## Exercise prompt
Return, in full, every line of the material below that contains the string "shell".

## Records for processing
◆ ◆ ◆ ◆ ◆ ◆ ◆
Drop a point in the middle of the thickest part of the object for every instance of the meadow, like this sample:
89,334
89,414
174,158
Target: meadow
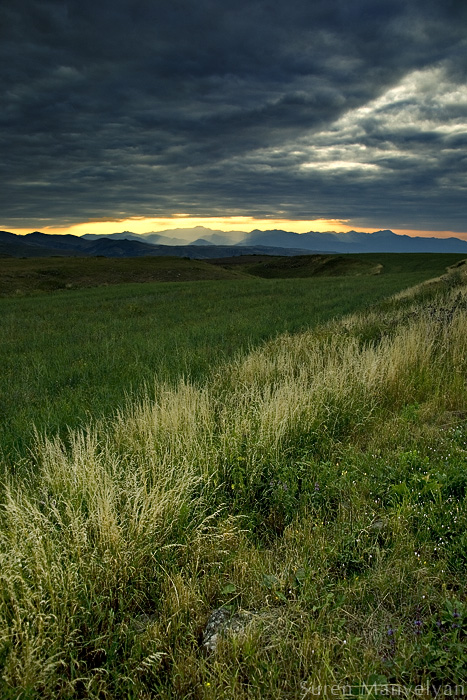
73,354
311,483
◆ ◆ ◆ ◆ ◆ ◆ ◆
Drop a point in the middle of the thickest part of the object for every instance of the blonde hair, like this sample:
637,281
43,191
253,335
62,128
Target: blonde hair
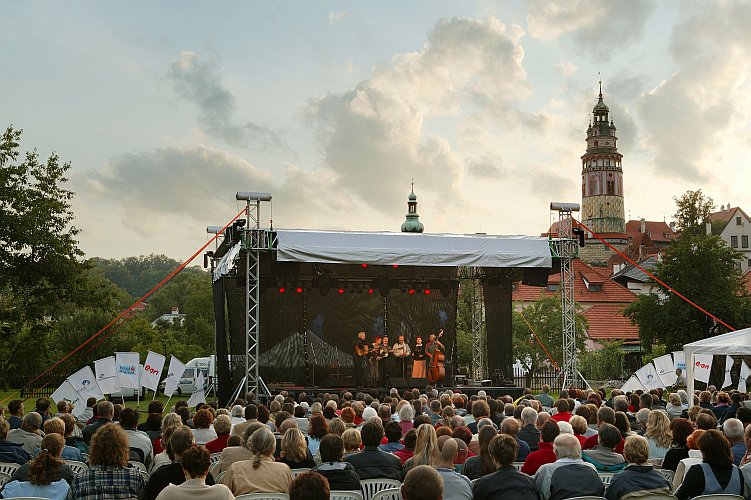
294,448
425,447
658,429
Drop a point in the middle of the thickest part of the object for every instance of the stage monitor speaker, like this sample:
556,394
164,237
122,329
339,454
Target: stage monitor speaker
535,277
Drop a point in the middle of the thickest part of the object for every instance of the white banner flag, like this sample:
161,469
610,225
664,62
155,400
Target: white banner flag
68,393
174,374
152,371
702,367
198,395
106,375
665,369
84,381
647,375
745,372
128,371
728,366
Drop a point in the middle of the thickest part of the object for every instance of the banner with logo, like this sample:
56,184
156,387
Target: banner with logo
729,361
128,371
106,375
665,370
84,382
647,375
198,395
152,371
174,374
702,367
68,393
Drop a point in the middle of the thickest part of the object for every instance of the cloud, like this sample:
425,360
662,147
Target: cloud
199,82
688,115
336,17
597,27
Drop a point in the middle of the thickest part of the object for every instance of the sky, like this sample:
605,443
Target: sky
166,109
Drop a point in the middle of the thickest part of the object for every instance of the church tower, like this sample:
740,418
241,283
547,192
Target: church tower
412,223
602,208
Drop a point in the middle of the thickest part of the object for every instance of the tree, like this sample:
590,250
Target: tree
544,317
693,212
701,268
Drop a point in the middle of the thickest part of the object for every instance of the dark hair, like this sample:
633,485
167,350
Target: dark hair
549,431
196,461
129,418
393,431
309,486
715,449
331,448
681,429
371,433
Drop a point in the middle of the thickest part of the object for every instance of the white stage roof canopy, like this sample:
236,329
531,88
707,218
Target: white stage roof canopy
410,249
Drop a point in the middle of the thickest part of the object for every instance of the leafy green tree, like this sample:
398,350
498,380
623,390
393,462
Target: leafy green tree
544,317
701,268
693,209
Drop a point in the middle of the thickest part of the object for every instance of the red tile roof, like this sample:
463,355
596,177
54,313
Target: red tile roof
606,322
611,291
◆ ◆ ◆ ◆ ◆ ◆ ◆
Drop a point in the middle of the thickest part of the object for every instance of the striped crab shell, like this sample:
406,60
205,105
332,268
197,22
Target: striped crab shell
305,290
◆ ◆ ◆ ◆ ◆ ◆ ◆
## Task output
Drop a point in the middle of the thickest part of the object for every instance of the striped crab shell, like this sample:
Target: striped crab shell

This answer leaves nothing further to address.